▶ _Written task_: Copy word for word the part of the records that opens with the line containing "Challenge round — find the advertising" and runs to the end of the records.

▶ _Information given_:
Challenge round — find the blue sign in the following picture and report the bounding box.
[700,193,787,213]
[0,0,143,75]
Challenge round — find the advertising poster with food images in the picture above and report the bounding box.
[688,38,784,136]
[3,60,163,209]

▶ _Answer to the problem_:
Challenge round — find the advertising poster with food images in the picture above and report the bounding box.
[688,38,784,136]
[3,60,163,209]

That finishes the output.